Supplied records:

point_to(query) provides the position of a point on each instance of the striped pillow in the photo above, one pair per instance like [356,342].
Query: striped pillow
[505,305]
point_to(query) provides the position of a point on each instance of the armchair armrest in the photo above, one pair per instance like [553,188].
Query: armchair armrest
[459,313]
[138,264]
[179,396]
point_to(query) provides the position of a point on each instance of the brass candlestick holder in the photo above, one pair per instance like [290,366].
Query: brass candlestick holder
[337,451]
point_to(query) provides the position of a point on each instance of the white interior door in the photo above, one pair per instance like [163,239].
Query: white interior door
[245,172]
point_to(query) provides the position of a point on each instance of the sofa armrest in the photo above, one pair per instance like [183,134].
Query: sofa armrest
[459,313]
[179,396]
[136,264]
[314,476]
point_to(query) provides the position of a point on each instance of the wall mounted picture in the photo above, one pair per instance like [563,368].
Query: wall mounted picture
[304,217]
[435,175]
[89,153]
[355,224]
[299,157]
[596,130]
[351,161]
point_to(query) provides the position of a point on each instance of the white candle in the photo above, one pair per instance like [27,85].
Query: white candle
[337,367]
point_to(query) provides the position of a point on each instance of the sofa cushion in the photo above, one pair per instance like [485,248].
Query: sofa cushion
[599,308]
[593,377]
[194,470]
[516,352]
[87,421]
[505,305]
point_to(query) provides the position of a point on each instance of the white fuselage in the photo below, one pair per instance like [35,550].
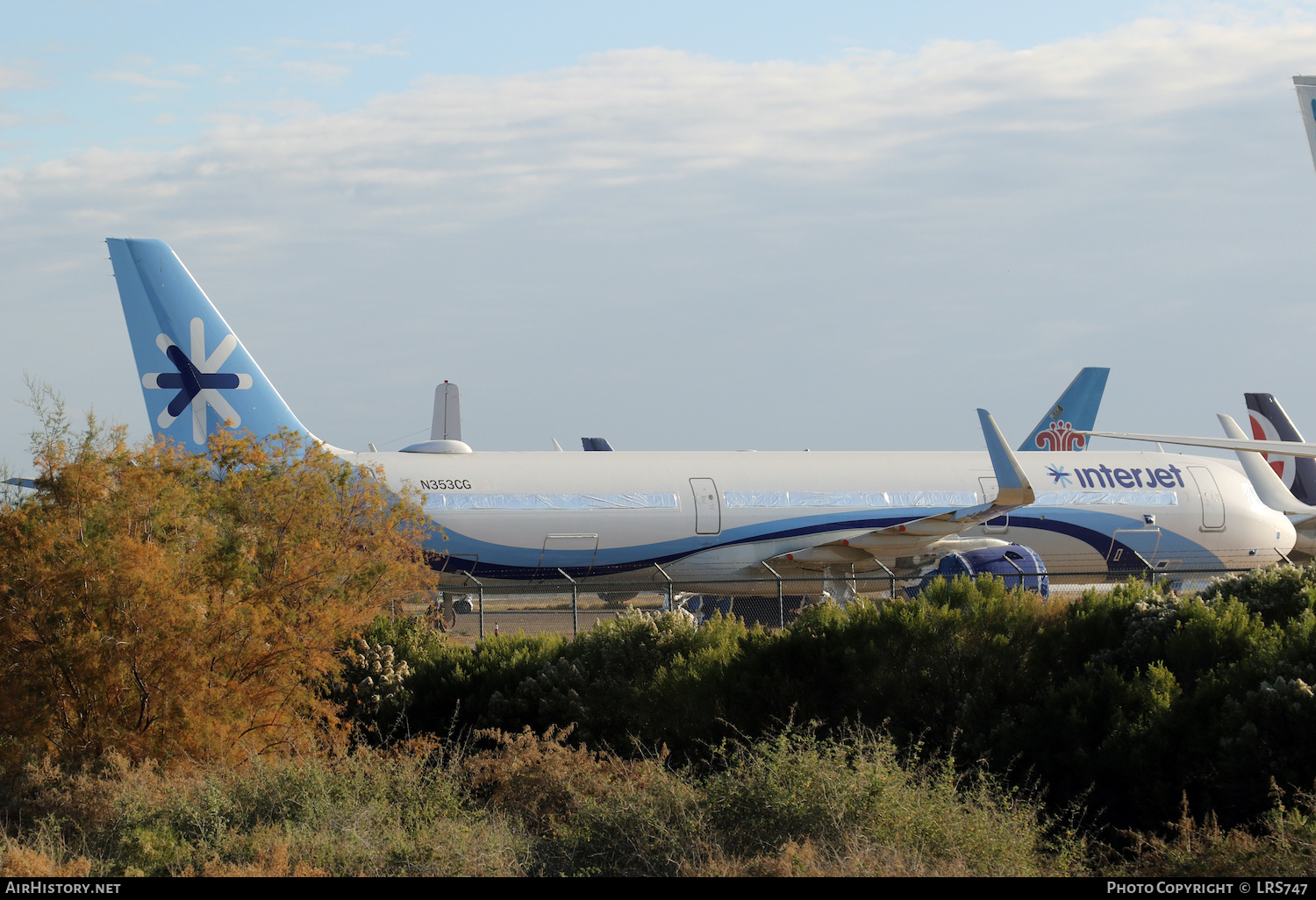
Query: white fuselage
[611,516]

What you have to do: Render every line above as a Markdown table with the columns Number and Content. Give one row per nonblank line, numbered in order, and leave the pictures out.

Exercise result:
| Number | Content |
|---|---|
| 1 | point_to(query) provides the position of a point on each instance of the striped pillow in the photo above, one pair per instance like [356,342]. |
| 2 | Query: striped pillow |
| 3 | [505,305] |
| 4 | point_to(query) provides the position of a point on each instance of the armchair armrest in the photo above, one pair per instance like [553,188]. |
| 5 | Query: armchair armrest |
| 6 | [459,313] |
| 7 | [138,264] |
| 8 | [179,396] |
| 9 | point_to(query) provides the position of a point on each instance of the brass candlestick holder in the photo above, one pair per instance like [290,366]. |
| 10 | Query: brass candlestick holder |
| 11 | [337,451] |
| 12 | point_to(query) provides the position of a point on each instance of the white interior door in the photo above, one pair per instance like [163,239]. |
| 13 | Query: white interior door |
| 14 | [245,172] |
| 15 | point_to(query) provides the position of a point on each instance of the sofa armrest in the photo above, one pair per instance like [183,134]. |
| 16 | Query: sofa armrest |
| 17 | [459,313] |
| 18 | [179,396] |
| 19 | [136,264] |
| 20 | [314,476] |
| 21 | point_to(query) provides the position of a point on each instance of the wall mounted picture in the photo above, one pair per instance like [563,368]. |
| 22 | Query: wall mounted picture |
| 23 | [304,217] |
| 24 | [435,175] |
| 25 | [89,153] |
| 26 | [355,224] |
| 27 | [299,157] |
| 28 | [596,130] |
| 29 | [351,161] |
| 30 | point_to(query) provides the position of a point on each instance of the white candle in the photo above, one pair per instance like [27,85]. |
| 31 | Query: white candle |
| 32 | [337,367] |
| 33 | point_to(query) provides the position of a point on each instance of the sofa cushion in the photo above, one pair per instance like [485,248]. |
| 34 | Query: sofa cushion |
| 35 | [599,308] |
| 36 | [593,377] |
| 37 | [194,470] |
| 38 | [516,352] |
| 39 | [87,421] |
| 40 | [505,305] |
| 41 | point_to(query) provides the position of a point on each instance of the white fuselage in the photo below, one pair per instance like [35,550]. |
| 42 | Query: white fuselage |
| 43 | [611,516] |